- **Data provided**
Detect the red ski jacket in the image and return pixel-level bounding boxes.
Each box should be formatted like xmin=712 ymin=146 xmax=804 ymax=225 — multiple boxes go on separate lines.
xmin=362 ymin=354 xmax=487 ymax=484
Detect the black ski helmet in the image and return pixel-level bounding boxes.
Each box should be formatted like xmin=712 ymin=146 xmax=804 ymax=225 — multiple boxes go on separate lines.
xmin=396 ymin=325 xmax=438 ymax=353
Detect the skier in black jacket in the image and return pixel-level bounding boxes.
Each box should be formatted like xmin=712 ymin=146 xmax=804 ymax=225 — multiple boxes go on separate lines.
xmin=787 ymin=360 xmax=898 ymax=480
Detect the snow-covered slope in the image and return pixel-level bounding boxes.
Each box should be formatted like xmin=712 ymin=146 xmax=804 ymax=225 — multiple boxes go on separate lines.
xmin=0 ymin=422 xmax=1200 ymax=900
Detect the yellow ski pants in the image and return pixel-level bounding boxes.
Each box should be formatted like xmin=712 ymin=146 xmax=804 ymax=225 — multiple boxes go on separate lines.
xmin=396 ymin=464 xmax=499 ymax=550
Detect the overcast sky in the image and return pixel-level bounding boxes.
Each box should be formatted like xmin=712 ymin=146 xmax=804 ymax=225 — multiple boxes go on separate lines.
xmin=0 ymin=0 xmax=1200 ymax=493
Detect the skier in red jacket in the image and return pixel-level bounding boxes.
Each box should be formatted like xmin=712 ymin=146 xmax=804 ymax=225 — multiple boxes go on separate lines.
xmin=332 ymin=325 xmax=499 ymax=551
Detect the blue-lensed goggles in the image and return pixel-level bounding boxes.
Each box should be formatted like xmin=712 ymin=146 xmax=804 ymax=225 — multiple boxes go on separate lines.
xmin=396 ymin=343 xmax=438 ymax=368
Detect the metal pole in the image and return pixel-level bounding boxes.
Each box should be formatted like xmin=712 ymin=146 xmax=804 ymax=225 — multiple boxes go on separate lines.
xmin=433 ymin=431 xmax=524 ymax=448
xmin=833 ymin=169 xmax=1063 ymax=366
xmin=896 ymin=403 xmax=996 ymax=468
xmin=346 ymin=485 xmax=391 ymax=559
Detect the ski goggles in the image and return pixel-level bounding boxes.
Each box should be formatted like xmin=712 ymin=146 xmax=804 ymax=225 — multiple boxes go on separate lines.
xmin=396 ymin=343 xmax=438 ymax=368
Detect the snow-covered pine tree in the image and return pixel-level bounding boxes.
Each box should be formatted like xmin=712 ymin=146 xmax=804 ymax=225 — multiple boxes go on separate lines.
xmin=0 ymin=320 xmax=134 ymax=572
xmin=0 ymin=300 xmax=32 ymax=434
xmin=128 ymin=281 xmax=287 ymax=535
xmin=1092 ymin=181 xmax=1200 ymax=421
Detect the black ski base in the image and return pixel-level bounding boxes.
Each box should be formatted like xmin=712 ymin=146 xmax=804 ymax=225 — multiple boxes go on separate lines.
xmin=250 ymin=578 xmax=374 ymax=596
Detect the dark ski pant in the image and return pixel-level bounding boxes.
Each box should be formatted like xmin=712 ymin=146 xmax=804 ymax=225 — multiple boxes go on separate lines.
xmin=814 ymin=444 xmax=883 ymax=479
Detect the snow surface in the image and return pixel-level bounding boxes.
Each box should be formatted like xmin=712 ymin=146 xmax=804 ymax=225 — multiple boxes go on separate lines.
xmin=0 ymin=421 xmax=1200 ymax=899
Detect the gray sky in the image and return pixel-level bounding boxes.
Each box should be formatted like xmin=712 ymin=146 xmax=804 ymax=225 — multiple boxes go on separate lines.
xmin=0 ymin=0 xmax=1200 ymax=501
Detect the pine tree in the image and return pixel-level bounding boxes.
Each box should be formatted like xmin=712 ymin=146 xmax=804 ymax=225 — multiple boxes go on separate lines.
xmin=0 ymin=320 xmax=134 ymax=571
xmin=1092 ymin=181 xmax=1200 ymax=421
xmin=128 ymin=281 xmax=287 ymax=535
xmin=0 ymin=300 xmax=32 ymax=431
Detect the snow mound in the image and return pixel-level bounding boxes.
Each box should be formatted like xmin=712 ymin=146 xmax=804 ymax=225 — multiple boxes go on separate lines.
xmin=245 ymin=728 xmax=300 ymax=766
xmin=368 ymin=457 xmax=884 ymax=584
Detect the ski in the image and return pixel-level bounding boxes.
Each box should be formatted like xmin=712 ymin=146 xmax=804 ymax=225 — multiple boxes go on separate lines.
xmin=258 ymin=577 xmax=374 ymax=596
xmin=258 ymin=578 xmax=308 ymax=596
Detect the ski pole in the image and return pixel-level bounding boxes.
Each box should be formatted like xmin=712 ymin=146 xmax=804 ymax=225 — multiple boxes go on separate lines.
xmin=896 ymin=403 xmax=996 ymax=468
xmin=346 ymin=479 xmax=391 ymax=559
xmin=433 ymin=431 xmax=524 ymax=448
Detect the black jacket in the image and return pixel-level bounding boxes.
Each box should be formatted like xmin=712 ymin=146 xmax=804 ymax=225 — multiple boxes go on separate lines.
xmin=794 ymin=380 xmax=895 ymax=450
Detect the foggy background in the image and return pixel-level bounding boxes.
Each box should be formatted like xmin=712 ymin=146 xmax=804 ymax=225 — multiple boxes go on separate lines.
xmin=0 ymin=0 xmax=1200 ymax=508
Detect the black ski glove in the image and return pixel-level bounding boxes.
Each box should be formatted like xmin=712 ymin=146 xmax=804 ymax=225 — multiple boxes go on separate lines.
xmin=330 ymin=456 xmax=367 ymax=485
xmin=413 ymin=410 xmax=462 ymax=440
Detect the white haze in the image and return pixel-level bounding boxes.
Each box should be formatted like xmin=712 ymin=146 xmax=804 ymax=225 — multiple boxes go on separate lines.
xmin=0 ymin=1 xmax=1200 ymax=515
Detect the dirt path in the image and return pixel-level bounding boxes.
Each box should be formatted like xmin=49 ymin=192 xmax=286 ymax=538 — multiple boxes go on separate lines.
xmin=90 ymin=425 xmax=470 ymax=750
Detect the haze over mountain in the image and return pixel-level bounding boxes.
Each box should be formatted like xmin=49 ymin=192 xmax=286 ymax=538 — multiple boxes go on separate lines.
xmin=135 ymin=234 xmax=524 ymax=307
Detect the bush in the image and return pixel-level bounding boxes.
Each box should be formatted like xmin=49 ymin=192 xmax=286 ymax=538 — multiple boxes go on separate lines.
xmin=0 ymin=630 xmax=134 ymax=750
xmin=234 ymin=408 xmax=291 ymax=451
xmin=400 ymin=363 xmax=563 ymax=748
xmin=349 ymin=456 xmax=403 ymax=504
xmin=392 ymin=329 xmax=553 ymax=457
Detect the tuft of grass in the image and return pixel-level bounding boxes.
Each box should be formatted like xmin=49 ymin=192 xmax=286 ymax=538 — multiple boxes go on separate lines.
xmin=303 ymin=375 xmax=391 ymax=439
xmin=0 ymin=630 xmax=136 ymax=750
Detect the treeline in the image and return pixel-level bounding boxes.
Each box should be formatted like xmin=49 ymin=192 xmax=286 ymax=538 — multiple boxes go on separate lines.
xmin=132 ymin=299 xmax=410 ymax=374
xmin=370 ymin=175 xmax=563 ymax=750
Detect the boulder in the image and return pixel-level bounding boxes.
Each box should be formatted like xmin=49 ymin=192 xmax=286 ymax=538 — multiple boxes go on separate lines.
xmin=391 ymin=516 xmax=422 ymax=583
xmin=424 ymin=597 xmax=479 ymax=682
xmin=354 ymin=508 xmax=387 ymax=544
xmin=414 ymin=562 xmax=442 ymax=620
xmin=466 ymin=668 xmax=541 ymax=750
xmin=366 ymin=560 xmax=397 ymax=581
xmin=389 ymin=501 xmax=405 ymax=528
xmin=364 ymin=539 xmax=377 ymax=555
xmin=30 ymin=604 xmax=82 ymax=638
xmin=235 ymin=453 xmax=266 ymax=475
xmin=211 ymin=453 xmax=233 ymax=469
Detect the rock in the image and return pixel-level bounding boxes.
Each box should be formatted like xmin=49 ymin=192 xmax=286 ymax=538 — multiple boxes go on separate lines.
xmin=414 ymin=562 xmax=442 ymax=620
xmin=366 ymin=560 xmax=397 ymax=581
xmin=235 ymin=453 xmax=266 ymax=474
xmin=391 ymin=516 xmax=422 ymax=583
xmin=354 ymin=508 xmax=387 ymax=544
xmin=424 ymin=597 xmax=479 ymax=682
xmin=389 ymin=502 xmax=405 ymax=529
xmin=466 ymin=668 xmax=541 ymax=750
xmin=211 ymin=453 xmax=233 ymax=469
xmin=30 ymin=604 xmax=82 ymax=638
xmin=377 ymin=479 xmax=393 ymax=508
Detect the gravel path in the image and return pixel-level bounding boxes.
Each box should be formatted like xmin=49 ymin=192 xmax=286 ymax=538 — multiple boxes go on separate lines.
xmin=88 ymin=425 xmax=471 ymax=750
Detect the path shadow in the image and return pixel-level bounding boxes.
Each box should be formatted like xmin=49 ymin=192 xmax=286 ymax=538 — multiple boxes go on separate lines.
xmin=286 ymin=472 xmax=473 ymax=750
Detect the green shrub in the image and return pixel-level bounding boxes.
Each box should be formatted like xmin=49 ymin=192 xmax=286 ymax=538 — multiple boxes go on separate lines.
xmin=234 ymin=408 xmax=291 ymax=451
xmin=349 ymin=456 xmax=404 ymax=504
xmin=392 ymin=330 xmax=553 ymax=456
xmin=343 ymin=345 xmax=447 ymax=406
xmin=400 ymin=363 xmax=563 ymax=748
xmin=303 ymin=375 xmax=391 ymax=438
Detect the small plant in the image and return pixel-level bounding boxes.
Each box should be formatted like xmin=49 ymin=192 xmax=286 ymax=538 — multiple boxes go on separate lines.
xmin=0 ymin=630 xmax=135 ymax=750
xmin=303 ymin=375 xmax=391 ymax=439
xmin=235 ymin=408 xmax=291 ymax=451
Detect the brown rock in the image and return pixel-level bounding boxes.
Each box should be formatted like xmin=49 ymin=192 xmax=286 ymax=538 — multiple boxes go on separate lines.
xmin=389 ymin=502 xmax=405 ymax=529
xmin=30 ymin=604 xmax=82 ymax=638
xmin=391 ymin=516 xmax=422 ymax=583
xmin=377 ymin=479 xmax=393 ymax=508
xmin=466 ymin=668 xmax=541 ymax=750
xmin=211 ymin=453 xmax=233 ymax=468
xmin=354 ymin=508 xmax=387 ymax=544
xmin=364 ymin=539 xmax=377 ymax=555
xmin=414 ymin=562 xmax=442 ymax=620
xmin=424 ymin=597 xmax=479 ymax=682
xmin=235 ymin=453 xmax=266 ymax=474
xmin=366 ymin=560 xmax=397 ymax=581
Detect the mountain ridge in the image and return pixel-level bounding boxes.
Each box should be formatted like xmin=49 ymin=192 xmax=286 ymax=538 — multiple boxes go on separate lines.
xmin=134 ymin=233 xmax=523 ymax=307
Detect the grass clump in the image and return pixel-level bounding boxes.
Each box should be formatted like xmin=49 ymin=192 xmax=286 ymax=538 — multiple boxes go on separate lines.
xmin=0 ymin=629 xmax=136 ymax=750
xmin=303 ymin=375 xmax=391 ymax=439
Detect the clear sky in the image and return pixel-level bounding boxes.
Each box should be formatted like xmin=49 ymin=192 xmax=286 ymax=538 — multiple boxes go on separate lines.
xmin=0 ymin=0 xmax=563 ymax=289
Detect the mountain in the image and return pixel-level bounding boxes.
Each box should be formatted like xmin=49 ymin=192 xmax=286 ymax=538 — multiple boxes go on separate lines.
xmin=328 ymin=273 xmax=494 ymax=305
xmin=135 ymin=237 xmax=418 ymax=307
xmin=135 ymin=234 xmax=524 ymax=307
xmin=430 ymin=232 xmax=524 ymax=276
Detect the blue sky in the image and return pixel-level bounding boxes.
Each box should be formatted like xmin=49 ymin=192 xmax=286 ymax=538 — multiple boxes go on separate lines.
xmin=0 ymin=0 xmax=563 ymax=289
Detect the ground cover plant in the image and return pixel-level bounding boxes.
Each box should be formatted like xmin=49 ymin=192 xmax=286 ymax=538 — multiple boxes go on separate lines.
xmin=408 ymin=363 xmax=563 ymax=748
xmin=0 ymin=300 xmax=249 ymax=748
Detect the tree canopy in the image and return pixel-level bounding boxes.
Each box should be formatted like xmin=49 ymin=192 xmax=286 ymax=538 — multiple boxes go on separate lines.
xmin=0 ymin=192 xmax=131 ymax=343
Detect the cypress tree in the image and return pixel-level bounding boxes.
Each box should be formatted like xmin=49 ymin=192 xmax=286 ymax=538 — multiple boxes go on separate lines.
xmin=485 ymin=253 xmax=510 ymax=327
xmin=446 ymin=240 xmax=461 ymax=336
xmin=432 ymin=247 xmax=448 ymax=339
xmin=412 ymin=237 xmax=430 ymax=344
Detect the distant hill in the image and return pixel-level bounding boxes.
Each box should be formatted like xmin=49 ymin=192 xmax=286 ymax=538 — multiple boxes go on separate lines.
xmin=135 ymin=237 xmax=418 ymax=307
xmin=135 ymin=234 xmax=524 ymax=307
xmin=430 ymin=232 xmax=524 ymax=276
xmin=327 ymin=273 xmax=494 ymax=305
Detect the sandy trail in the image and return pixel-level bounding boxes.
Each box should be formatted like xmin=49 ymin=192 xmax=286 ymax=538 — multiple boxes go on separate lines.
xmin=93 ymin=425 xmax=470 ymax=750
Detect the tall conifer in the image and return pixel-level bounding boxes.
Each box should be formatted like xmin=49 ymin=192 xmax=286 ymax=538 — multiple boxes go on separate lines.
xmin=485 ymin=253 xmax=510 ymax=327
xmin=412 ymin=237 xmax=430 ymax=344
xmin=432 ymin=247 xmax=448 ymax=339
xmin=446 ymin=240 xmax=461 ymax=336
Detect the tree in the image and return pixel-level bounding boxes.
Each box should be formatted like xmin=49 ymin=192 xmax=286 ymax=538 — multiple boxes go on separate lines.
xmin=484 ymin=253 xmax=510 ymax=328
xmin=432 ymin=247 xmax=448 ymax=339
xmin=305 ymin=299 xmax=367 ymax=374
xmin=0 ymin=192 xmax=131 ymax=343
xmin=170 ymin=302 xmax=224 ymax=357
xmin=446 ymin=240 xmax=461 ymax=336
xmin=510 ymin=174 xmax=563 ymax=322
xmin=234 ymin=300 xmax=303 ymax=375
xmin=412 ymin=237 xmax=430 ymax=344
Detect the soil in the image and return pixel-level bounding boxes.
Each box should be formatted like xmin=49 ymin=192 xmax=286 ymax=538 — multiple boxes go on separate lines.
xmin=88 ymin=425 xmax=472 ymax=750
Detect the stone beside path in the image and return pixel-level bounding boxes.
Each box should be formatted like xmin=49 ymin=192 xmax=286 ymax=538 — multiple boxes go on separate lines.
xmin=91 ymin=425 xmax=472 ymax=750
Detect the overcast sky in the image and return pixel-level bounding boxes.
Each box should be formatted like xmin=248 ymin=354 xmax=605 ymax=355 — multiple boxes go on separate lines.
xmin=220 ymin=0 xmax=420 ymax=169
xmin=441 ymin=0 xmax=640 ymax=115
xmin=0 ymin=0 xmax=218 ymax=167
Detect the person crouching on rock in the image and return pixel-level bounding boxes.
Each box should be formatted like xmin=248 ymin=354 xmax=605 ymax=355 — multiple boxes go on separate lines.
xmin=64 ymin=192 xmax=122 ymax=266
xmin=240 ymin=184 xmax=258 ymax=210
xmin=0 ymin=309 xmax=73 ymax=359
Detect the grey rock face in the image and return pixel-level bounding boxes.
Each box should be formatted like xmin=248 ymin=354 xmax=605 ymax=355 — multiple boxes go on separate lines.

- **What is asked**
Could you return, word for word, the stretch of the records from their very start through the line containing "xmin=362 ymin=354 xmax=487 ymax=484", including that line?

- **Full solution**
Detect the red ski jacket in the image and return pixel-level bounding boxes.
Each box should be formatted like xmin=712 ymin=146 xmax=804 ymax=225 — multiple boxes go on separate lines.
xmin=362 ymin=354 xmax=487 ymax=484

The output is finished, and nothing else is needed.